§ Task requirements
Give as a numbered list, with blank lines left out, the lines of the material from the start up to and including the line with "x=155 y=130".

§ Supplied data
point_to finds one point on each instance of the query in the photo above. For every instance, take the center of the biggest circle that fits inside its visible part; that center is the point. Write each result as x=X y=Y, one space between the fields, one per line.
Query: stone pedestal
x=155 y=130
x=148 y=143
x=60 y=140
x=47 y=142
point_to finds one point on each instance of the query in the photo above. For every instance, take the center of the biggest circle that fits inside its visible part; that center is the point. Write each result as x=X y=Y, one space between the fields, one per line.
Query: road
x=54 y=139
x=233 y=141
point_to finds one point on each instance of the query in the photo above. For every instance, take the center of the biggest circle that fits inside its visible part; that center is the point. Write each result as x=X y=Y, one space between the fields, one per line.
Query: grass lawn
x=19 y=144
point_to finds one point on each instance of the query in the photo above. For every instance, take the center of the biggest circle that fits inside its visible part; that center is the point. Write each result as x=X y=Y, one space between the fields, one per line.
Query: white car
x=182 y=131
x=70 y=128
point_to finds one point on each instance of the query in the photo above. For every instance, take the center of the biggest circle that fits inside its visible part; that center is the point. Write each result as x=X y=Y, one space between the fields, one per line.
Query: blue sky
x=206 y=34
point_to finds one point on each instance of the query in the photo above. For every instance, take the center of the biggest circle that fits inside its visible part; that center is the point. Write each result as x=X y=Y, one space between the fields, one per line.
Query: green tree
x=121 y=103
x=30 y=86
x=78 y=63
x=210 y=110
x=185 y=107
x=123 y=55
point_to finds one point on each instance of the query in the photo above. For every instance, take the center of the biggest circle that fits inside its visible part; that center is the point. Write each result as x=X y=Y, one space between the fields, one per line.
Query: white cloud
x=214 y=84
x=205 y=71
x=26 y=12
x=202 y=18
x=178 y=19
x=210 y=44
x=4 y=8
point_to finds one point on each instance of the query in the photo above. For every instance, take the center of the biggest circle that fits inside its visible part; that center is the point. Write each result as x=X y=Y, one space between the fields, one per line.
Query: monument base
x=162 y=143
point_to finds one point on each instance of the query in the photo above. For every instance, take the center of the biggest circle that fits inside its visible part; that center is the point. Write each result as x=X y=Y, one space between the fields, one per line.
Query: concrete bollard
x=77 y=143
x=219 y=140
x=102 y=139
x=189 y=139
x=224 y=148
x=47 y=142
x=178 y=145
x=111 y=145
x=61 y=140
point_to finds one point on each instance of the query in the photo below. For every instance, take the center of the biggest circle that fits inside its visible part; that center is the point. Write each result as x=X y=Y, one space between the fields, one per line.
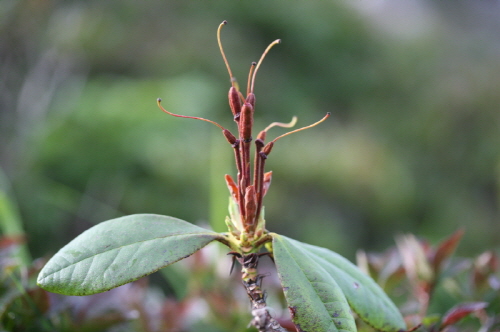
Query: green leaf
x=314 y=299
x=365 y=297
x=119 y=251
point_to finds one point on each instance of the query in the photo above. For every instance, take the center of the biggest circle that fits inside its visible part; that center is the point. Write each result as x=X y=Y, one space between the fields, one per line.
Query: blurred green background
x=412 y=144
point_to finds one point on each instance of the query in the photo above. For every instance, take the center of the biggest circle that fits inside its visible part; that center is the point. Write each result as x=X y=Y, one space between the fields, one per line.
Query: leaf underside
x=314 y=299
x=364 y=296
x=119 y=251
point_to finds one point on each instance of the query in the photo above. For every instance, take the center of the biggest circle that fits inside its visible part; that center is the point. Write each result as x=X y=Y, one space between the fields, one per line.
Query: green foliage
x=362 y=293
x=314 y=298
x=120 y=251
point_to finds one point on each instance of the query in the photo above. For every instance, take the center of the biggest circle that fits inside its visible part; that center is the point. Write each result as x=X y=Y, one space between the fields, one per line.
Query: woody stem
x=262 y=319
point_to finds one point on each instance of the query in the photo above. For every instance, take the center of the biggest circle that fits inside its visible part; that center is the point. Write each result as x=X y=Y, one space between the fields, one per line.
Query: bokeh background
x=412 y=144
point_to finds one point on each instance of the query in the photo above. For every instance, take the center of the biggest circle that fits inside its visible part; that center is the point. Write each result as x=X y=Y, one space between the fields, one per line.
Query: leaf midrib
x=119 y=248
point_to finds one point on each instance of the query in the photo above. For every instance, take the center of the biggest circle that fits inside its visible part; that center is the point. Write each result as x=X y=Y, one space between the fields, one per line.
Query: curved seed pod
x=246 y=122
x=235 y=103
x=230 y=137
x=233 y=188
x=267 y=182
x=250 y=206
x=250 y=99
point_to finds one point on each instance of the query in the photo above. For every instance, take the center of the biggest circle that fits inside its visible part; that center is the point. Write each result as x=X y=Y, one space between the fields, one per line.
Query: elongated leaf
x=315 y=300
x=365 y=297
x=119 y=251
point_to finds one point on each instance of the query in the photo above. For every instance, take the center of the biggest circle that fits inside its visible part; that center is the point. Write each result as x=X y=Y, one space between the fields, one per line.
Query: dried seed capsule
x=230 y=137
x=233 y=188
x=250 y=205
x=266 y=150
x=250 y=99
x=235 y=103
x=267 y=182
x=246 y=122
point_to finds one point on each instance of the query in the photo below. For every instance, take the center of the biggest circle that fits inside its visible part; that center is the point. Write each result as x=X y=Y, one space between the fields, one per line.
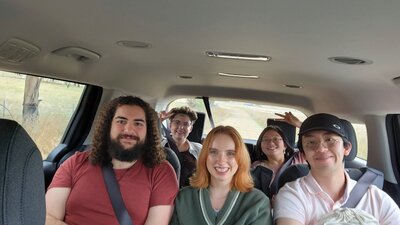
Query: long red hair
x=242 y=180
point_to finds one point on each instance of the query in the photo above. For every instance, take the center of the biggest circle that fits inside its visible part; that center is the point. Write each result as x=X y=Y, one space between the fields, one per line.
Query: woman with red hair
x=221 y=190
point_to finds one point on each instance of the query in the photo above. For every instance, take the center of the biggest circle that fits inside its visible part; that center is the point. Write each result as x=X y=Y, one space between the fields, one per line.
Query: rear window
x=251 y=118
x=41 y=105
x=248 y=118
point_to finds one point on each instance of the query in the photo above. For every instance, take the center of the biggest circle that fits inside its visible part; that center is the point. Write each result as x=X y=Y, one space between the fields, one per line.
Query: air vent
x=134 y=44
x=78 y=53
x=241 y=56
x=350 y=60
x=17 y=51
x=396 y=81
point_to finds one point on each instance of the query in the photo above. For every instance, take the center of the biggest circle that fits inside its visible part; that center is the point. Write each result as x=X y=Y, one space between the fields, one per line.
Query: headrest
x=21 y=177
x=197 y=132
x=351 y=137
x=288 y=130
x=323 y=121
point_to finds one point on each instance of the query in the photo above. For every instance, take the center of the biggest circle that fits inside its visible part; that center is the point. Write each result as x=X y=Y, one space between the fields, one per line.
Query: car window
x=41 y=105
x=248 y=118
x=362 y=140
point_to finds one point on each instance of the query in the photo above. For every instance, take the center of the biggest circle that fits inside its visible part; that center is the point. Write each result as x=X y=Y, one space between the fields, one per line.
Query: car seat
x=21 y=177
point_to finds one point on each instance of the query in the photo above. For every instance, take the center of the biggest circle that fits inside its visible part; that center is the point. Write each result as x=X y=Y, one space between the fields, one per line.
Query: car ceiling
x=299 y=35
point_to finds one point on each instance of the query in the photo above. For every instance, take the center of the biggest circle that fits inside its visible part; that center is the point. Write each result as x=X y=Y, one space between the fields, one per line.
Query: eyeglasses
x=314 y=144
x=180 y=123
x=274 y=139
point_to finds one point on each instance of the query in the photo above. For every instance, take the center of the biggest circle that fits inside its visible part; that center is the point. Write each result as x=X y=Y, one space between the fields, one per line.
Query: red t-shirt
x=89 y=203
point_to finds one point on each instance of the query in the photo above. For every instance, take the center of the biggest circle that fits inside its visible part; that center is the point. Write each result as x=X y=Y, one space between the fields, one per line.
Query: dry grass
x=58 y=102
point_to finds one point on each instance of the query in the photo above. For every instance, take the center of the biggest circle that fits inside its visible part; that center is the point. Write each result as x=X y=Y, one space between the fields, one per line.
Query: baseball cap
x=323 y=121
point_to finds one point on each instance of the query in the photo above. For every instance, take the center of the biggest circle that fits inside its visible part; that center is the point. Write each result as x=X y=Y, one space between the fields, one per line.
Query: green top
x=239 y=208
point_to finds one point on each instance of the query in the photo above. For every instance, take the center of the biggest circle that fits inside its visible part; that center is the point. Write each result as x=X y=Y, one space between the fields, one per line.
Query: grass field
x=57 y=104
x=59 y=99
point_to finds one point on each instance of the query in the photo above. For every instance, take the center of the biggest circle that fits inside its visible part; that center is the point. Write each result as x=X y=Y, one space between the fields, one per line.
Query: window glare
x=362 y=140
x=55 y=102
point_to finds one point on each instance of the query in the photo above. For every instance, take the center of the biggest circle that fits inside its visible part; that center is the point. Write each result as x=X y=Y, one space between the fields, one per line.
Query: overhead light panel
x=226 y=55
x=238 y=75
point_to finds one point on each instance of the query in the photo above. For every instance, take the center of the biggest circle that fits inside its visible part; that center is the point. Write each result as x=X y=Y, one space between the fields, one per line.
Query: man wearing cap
x=326 y=188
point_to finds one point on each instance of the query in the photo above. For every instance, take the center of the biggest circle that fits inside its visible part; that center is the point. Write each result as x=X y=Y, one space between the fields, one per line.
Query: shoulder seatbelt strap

§ Solution to the exercise
1. point_to finds one point on each instance of the query in the photo above. For every instance, take the center of the biggest circle that fits inside its visible part; that center is the point. Write each result as x=X y=Y, one space between the fields, one per line.
2. Query: stone pedestal
3. x=155 y=130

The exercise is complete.